● **WORK TO BE COMPLETED**
Please copy every line from the following entries in which the word "this" appears.

■ ■ ■ ■

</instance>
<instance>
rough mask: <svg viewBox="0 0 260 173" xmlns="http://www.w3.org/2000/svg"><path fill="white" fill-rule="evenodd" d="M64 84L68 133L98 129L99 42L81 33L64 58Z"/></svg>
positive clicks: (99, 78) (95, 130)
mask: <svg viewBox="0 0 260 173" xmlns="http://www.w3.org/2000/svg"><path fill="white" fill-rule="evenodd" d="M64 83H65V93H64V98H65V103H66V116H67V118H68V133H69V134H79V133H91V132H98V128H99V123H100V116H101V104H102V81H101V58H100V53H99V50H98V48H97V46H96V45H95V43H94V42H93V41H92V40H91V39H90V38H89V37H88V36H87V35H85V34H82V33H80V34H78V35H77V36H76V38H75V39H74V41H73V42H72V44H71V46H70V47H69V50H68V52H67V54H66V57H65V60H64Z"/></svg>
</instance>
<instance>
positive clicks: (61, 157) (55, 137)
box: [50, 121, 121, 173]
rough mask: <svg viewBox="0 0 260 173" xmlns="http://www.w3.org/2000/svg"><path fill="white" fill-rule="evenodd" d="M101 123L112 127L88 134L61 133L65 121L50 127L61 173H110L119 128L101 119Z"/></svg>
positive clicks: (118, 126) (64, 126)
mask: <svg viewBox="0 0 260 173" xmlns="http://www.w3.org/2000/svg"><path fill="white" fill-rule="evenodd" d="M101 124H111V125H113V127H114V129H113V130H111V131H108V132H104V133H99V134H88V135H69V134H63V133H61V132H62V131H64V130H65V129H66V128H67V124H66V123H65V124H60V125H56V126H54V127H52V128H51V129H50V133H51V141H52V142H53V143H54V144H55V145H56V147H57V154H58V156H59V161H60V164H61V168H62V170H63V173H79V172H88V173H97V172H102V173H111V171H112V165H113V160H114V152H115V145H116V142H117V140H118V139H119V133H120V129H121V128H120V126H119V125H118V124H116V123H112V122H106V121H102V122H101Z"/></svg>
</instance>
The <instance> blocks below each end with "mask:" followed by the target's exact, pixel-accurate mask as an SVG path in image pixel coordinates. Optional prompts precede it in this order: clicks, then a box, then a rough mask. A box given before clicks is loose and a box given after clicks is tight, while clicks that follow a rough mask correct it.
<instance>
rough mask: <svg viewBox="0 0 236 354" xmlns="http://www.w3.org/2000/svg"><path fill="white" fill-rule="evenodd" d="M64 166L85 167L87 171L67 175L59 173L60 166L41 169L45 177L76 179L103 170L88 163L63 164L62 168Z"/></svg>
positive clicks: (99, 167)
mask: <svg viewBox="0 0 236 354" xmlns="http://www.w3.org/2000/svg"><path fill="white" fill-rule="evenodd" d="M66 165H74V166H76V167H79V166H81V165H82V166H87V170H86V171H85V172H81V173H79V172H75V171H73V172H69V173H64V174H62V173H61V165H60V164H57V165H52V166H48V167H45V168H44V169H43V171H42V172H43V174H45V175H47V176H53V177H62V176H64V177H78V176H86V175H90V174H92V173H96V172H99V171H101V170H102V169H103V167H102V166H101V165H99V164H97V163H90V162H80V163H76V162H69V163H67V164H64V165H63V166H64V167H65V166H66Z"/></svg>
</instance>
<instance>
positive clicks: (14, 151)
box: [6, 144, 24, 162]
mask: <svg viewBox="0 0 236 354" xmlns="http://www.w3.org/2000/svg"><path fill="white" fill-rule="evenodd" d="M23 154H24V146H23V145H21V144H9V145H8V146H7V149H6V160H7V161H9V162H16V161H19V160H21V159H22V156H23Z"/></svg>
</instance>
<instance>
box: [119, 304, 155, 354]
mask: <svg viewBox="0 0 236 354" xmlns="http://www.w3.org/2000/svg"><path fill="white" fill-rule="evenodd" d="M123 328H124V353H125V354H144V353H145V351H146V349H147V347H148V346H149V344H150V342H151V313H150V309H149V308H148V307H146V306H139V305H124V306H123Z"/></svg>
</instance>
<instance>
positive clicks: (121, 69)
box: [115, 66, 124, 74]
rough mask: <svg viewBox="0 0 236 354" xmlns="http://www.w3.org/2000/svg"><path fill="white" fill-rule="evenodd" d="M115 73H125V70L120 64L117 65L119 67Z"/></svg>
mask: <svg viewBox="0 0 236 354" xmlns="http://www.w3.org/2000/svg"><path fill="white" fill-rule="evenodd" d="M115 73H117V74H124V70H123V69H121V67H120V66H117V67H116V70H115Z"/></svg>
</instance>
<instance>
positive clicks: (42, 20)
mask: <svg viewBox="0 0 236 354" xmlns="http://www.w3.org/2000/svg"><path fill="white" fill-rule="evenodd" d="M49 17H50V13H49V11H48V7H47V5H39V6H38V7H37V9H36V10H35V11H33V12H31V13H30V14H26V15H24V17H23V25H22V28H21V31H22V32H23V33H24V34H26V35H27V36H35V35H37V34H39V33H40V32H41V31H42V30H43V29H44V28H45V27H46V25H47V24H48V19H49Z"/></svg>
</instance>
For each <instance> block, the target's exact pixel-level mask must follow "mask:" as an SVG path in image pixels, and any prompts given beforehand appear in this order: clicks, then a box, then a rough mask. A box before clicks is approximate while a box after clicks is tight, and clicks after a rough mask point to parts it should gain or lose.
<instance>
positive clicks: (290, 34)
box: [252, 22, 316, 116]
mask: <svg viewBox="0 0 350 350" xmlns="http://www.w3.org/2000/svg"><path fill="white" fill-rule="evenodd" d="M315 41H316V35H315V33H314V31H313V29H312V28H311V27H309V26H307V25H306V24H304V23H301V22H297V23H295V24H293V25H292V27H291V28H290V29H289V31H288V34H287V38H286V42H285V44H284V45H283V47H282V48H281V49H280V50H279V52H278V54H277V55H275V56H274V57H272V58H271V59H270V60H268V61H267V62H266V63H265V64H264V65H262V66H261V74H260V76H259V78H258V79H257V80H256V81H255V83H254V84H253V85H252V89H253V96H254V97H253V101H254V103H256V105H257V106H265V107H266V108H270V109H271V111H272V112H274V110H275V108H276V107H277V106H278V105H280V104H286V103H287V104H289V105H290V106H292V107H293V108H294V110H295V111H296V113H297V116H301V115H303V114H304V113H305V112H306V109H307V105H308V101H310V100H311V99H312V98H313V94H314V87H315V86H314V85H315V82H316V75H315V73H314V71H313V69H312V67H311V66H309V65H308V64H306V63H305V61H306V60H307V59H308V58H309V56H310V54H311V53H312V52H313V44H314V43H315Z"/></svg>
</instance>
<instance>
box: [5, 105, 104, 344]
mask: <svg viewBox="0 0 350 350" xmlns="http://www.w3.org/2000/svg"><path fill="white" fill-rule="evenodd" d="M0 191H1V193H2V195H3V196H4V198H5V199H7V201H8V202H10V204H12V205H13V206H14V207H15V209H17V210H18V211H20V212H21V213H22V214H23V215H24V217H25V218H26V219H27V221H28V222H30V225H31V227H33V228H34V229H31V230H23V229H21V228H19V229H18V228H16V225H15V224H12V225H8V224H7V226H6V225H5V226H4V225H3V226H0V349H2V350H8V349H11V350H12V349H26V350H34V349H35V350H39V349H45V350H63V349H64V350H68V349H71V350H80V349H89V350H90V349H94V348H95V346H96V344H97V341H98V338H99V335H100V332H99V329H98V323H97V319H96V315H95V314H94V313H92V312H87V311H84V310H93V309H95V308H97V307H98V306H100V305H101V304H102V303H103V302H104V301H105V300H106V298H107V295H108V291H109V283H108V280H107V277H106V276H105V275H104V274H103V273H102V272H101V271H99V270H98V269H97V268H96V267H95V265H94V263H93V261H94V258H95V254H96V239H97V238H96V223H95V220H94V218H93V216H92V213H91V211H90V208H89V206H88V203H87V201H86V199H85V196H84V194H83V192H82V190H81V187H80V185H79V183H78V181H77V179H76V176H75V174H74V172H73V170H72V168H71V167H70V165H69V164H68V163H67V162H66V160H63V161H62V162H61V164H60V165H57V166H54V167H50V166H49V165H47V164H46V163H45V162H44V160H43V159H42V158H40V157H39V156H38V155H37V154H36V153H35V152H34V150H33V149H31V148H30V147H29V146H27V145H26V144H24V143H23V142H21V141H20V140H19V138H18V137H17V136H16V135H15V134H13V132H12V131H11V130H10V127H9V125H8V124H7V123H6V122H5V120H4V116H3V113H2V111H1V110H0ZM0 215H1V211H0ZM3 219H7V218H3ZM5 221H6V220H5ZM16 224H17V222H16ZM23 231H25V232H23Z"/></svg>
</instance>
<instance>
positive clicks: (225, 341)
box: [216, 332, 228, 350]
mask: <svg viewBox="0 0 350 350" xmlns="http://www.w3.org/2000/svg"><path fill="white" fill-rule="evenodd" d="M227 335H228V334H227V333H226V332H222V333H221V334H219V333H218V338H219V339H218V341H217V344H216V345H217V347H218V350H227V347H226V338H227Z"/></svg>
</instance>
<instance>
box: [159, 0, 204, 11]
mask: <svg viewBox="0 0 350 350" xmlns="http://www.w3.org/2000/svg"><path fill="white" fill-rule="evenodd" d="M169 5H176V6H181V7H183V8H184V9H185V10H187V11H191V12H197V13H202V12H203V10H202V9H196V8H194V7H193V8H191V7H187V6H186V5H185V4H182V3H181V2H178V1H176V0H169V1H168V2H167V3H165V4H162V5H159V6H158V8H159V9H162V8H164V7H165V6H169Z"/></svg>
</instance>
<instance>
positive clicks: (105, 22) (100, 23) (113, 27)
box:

■ ■ ■ ■

● **TASK RESULT**
The <instance> blocks below each end with "mask:" followed by the target's exact, pixel-accurate mask as an SVG path in image pixel coordinates. Optional prompts precede it in this order: clicks, then a box, then a rough mask. A box given before clicks is loose and a box given after clicks is tight, while clicks that follow a rough mask correct it.
For each <instance> block, the target's exact pixel-level mask must follow "mask:" as an SVG path in image pixels, and any prompts given beforehand appear in this order: clicks, then a box, then a rough mask. A box before clicks is approximate while a box after clicks is tight, and clicks after a rough mask point to parts it should gain or lose.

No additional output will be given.